▶ [What the exercise asks]: Could you write out the lines from the one containing "query | boy's left hand" through the end of the entries, replacing "left hand" with "right hand" and leaving everything else the same? Omit the pictures from your answer.

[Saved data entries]
◇ ◇ ◇

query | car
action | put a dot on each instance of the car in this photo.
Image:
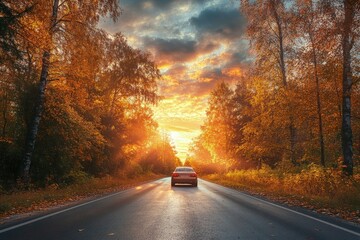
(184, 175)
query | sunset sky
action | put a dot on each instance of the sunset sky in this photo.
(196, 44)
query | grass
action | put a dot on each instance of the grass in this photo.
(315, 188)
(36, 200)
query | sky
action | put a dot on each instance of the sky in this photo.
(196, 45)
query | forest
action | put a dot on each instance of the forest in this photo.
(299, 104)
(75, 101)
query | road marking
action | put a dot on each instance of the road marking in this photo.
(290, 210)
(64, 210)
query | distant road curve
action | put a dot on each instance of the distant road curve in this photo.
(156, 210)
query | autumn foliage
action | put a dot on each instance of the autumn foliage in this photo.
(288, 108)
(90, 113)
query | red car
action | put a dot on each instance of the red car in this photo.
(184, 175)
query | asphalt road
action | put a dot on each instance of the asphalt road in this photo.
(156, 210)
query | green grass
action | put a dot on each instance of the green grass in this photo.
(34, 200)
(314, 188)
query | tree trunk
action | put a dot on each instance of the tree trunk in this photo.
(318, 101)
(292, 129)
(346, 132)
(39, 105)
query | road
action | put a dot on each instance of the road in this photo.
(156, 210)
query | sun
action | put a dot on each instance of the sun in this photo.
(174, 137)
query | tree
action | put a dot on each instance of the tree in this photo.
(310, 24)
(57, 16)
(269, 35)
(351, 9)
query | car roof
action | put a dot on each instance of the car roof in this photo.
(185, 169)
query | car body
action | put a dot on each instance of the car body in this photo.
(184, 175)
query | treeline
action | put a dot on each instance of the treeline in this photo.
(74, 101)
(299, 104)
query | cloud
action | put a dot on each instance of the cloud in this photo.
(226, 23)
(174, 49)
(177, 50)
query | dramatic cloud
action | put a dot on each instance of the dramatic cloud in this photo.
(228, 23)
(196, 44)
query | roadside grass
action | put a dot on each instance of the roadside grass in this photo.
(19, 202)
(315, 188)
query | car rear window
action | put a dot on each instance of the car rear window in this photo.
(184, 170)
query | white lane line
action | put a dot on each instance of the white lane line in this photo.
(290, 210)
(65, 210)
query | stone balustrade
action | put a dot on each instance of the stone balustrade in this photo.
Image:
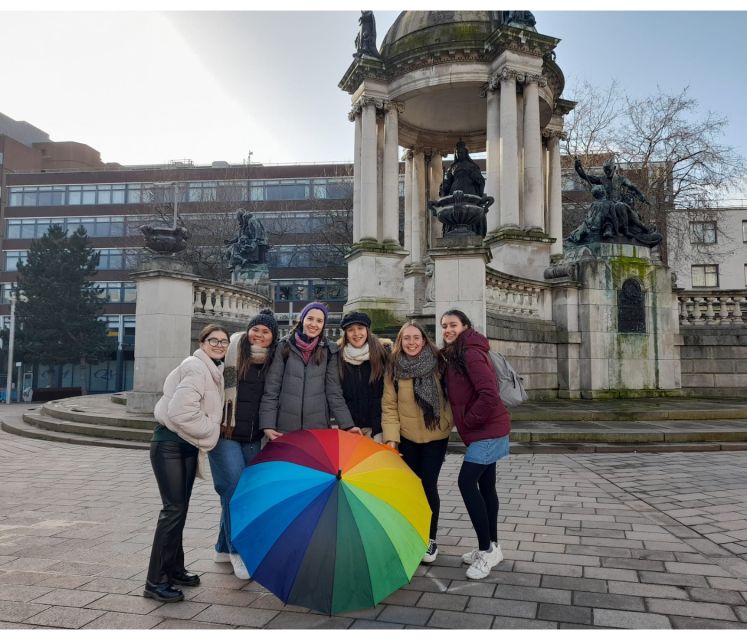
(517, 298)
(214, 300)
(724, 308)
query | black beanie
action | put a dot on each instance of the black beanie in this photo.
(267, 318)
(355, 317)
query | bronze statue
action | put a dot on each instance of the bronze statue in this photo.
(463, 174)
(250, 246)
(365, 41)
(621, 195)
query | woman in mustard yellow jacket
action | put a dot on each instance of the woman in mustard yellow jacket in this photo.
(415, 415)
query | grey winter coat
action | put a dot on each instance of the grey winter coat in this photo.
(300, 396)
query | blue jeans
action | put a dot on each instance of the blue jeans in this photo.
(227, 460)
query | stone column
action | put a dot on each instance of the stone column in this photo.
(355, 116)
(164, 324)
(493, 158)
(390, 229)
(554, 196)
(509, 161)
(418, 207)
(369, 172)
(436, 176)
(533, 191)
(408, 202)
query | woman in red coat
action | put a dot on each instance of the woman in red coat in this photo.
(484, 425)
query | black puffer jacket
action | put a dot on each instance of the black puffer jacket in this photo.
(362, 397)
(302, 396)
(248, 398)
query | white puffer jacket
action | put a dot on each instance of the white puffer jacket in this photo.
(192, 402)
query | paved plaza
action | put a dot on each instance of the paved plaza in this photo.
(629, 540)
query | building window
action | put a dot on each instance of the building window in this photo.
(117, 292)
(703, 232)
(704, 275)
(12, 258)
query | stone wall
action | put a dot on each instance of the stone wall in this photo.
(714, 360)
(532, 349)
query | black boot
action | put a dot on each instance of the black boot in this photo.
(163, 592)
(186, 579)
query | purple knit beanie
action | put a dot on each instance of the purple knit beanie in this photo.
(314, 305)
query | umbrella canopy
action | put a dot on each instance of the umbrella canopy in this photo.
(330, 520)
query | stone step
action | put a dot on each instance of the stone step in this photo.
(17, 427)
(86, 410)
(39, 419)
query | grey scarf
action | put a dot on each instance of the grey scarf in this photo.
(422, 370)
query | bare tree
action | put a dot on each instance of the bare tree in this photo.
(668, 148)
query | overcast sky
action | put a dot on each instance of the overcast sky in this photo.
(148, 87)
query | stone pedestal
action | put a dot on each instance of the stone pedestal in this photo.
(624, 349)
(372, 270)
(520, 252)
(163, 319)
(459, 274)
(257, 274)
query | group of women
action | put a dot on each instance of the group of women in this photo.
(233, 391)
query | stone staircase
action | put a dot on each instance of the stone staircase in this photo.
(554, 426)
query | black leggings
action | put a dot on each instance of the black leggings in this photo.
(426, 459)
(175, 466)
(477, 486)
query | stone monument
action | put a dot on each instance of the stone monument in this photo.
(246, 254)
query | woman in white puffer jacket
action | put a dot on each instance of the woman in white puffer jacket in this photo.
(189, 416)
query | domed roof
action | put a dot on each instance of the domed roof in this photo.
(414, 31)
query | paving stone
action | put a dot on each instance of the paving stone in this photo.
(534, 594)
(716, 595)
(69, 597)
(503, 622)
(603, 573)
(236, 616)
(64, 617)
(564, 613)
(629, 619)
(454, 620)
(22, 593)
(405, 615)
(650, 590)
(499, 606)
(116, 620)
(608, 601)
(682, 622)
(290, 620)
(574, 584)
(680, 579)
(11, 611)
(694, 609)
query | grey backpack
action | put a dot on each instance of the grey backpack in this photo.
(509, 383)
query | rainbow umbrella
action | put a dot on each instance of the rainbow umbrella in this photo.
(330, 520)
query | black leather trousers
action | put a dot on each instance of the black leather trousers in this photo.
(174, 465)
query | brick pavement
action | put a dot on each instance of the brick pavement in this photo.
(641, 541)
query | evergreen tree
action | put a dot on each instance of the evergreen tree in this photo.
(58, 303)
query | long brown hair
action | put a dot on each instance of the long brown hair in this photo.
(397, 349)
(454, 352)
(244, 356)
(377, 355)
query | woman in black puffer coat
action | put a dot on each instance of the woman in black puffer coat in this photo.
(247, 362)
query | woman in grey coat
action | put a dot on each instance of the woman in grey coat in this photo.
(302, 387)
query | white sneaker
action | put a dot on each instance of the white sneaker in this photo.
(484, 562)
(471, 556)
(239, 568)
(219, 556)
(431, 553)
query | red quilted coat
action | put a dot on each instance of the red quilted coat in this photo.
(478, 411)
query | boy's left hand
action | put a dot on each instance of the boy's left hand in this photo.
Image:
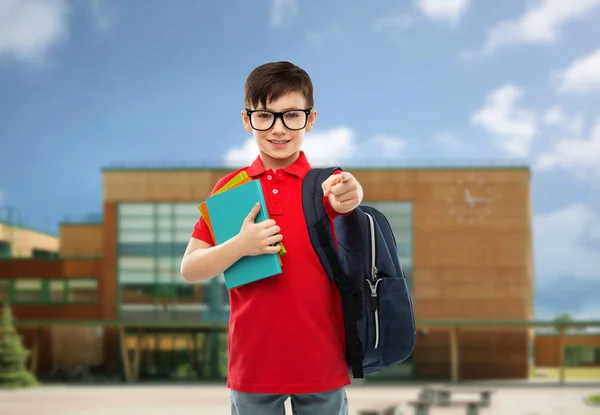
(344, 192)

◇ ◇ ◇

▶ [The result]:
query | boy's right hand
action | put a dot on each instance of the boy's right hand in this photo.
Image:
(344, 192)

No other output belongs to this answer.